- **The problem**
Please copy out all lines of the entries that contain the word "green".

(Dataset records)
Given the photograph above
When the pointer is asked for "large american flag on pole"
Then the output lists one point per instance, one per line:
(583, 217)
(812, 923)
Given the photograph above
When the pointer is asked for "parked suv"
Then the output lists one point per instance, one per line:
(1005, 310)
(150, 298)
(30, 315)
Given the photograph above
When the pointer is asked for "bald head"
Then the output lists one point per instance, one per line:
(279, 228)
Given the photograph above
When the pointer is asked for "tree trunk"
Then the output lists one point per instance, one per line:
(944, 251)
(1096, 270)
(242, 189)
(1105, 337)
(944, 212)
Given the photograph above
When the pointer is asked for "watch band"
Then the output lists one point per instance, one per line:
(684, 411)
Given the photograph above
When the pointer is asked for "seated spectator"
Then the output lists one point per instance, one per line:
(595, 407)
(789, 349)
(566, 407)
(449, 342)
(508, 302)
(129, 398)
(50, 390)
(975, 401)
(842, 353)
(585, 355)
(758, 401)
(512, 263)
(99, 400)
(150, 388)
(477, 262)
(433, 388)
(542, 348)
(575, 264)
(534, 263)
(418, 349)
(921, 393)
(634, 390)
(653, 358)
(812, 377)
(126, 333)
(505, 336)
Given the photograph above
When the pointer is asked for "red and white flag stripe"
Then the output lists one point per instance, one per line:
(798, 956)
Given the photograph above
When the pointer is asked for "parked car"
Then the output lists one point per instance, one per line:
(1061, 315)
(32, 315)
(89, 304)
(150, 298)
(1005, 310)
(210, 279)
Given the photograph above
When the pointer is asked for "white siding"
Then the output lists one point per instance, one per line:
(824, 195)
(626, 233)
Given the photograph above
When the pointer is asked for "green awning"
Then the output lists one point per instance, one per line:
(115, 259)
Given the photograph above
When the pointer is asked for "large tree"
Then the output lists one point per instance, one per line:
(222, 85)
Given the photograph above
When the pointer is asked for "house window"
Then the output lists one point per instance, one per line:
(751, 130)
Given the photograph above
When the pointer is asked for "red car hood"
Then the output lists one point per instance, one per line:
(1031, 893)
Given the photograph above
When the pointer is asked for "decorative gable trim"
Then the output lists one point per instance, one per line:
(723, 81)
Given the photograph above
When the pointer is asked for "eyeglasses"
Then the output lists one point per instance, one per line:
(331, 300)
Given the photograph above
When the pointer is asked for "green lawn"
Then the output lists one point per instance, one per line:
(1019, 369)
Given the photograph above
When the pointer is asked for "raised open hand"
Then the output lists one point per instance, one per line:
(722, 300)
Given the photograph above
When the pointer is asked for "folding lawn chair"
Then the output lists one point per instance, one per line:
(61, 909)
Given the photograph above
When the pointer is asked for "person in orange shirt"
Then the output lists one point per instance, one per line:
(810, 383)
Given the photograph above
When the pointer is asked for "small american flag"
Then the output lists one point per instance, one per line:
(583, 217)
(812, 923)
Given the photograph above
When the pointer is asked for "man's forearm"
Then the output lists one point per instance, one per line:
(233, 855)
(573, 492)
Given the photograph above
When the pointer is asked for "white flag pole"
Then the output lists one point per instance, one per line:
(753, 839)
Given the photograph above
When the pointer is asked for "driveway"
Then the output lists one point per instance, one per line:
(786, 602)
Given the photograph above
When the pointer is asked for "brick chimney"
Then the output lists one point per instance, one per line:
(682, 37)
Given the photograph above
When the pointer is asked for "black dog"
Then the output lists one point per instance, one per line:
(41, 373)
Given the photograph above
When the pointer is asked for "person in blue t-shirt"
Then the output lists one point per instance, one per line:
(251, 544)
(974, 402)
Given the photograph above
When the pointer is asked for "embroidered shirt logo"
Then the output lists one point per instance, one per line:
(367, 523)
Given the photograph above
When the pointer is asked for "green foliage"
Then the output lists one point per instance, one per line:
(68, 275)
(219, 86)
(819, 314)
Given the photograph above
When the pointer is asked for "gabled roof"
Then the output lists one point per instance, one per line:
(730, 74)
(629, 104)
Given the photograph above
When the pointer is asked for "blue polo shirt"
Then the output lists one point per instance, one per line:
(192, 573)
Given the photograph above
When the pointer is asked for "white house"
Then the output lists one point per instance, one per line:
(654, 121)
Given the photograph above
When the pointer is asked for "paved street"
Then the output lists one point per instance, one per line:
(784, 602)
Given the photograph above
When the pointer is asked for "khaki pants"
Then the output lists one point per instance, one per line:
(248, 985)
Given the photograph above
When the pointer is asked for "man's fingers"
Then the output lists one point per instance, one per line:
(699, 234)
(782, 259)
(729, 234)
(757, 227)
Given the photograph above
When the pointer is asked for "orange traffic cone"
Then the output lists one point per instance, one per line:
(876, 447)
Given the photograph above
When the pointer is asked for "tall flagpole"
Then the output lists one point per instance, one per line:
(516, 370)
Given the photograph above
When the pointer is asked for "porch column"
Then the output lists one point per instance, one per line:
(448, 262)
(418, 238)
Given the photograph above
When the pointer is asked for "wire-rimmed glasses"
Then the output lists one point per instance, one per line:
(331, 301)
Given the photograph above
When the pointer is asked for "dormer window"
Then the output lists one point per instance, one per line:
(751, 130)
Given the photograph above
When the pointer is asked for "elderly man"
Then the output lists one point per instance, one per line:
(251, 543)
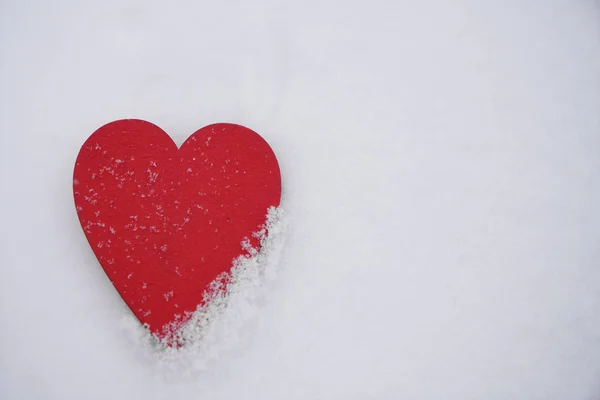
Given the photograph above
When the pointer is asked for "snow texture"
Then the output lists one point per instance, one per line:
(441, 172)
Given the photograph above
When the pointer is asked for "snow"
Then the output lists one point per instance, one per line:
(441, 172)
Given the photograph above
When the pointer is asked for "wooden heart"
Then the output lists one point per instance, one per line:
(166, 222)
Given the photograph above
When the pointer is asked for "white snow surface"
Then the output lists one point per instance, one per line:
(441, 172)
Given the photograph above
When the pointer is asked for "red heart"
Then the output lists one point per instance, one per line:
(165, 222)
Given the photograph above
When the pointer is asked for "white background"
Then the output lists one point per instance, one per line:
(441, 172)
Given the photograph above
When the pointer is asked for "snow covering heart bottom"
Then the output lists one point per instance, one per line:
(166, 224)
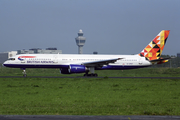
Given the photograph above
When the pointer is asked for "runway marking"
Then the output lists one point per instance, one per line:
(89, 77)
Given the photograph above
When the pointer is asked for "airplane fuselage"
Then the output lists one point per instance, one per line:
(64, 60)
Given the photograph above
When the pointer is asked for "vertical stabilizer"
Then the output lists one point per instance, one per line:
(154, 50)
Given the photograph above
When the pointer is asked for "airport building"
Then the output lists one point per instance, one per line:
(40, 51)
(80, 41)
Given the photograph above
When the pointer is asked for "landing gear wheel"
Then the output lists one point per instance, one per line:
(85, 75)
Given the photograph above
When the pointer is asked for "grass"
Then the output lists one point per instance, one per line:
(92, 96)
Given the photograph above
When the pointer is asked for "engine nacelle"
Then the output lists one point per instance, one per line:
(73, 69)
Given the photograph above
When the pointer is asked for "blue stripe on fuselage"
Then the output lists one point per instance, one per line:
(108, 67)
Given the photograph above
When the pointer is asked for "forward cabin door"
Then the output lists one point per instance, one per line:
(140, 60)
(55, 59)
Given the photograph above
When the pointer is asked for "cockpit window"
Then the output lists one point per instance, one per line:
(11, 59)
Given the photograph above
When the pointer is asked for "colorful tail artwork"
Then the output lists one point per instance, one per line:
(154, 50)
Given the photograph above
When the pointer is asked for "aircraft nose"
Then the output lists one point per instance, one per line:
(5, 63)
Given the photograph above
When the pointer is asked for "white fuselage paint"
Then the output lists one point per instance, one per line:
(67, 59)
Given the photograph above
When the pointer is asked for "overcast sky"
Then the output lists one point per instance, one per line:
(110, 26)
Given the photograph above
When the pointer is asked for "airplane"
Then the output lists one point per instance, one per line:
(85, 63)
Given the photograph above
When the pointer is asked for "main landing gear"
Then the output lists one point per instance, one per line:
(92, 74)
(24, 72)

- **Problem solution**
When the pointer is asked for "green awning"
When the pointer is asked for "green lawn"
When the pointer is asked for "green foliage"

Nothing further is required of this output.